▶ _Task_
Continue the concert review of the Asian Dub Foundation and Andrea Parker show at ARO.space, which comes first below, ahead of the listing. Begin right after its final sentence.

▶ _Text segment_
════

Asian Dub Foundation / Andrea Parker @ ARO.space - 3/26/99
Fugazi @ The Capitol Theater - 2/27/99
Love and Rockets @ The Showbox - 3/12/99
Plastic People of the Universe @ Sit 'n' Spin - 3/10/99
The Roots @ The Fenix Aboveground - 3/3/99



[ asian dub foundation / andrea parker ]
Asian Dub Foundation / Andrea Parker /
Audio Active / Hive

@
ARO.space
March 26, 1999
Seattle, WA

Links:
Asian Dub Foundation
Andrea Parker
Hive

Like myself, the Seattle Weekly seemed to be keener on the Andrea Parker part of the show than any of the remaining acts. I had a little trouble buying a ticket and, when asked to verify that I had the right show, I stared at the ticket longer than necessary. I wasn't having trouble reading the print; I was just in denial. I know they print the headliners in larger letters, but wasn't this Andrea's show? I don't read The Stranger (Seattle's alternative weekly paper) enough obviously. They seemed keener on Asian Dub Foundation. Just another example of knowing the slant of your sources.

The show was broken down nicely--two live bands and two DJs. Before Audio Active and during the instrument swap, Hive filled the house with his flava of drum and bass. Toe-tapping enough, but not so that I'd recognize any of it or his style if I ran into his set again. Which is both good and bad; you don't clear the room when you spin, yet you don't really engender any kind of loyal following either if they can't remember your sound.

Audio Active--five fellows and a lot of hardware--were surprisingly entertaining. I have finally discovered the sweet spot at ARO.space and got a good spineful of the basslines, which helped offset the annoyance factor of the vocals. eP's Illustrious Editor summed them up well: some acts are better because of what you bring with you and what you take away afterward. On their own, they're simply competent. Throw in some electronic spikes and sizzles and a solid helping of industrial metal guitar and you can see that you won't go hungry, but it's not a spectacular meal that lingers on your taste buds for weeks.

════

▶ _Given records_
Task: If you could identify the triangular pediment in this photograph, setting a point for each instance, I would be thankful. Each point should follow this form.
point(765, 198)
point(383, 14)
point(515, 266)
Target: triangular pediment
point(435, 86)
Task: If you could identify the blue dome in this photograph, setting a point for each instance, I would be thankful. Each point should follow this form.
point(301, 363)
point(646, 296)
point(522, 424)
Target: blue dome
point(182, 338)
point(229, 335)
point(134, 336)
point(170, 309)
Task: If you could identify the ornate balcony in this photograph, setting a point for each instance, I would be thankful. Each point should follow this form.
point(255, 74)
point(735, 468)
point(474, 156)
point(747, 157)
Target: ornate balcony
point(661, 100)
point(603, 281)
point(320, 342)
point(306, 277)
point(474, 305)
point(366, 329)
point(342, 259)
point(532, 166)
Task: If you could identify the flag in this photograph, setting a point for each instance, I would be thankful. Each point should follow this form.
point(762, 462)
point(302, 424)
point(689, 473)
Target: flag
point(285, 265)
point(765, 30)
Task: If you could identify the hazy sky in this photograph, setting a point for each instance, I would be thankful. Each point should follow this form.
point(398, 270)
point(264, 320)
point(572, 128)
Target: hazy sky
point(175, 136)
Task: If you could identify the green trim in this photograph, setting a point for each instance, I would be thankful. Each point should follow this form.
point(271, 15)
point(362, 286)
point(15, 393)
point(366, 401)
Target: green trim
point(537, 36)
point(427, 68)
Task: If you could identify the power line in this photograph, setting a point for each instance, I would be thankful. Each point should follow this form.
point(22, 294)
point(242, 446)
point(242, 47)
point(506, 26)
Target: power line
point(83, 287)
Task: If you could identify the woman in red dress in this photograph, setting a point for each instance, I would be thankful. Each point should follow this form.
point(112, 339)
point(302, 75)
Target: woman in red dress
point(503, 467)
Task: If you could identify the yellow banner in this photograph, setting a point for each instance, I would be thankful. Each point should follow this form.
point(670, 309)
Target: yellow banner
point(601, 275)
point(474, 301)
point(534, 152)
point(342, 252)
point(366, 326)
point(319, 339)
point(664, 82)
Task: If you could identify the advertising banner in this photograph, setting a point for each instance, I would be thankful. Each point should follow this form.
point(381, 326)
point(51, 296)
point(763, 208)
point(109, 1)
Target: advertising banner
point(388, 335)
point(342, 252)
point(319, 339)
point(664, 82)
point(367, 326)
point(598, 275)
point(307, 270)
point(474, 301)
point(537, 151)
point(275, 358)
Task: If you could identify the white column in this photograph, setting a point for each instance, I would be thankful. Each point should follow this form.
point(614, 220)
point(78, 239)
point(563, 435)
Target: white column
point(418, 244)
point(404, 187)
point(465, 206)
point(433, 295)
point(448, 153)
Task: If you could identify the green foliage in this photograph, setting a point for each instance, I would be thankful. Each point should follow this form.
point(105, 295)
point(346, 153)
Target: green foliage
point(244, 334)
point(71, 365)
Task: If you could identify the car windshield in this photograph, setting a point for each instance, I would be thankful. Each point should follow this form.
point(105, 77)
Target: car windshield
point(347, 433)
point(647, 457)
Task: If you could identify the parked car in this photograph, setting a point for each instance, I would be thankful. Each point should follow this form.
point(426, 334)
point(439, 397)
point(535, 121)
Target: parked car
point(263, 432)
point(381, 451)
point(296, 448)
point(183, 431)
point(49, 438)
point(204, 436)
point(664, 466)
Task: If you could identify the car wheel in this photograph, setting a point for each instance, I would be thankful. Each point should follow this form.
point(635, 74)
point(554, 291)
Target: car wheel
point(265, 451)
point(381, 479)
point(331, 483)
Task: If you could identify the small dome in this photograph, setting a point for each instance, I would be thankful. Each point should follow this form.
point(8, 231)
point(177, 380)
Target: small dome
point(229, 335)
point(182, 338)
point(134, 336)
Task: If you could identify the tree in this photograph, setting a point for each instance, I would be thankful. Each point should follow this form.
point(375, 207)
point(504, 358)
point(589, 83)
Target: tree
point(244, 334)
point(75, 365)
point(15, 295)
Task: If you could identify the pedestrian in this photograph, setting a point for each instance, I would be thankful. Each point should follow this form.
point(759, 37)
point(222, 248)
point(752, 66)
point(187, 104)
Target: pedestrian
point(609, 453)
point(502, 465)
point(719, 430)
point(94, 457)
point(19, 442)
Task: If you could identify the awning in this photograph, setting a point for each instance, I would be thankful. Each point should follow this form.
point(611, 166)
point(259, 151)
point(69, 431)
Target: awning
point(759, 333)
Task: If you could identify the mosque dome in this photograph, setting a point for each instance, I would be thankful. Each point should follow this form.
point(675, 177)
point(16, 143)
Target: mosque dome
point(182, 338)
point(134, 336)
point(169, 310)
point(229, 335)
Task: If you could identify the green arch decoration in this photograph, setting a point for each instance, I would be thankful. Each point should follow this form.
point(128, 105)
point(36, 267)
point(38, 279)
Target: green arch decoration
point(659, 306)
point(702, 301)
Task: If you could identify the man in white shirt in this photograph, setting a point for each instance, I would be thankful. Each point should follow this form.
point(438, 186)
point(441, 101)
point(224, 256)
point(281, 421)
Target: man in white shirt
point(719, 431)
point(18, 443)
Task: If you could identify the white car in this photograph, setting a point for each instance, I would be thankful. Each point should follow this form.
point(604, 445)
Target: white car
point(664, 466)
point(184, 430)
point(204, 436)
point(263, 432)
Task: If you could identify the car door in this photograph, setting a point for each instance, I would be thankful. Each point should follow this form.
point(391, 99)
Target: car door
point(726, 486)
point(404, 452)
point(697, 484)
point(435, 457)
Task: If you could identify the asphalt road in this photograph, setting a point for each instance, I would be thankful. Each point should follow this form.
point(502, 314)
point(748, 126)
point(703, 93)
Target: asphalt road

════

▶ _Exercise answer_
Which brings us to the personal stamp and Asian Dub Foundation and Ms. Parker. After the second rapid-fire, dub-infused junglized song about police brutality, I had a handle on ADF's agenda. Agenda is probably too strong of a word, but rather 'impact' since their energy and intent had that effect on the audience. ADF mixes a lot of elements--Jamaican dub, Indian tablas, Middle East chants, punk, drum and bass--and throws it all into your face. It's hard, fast, and furious, and thoroughly danceable.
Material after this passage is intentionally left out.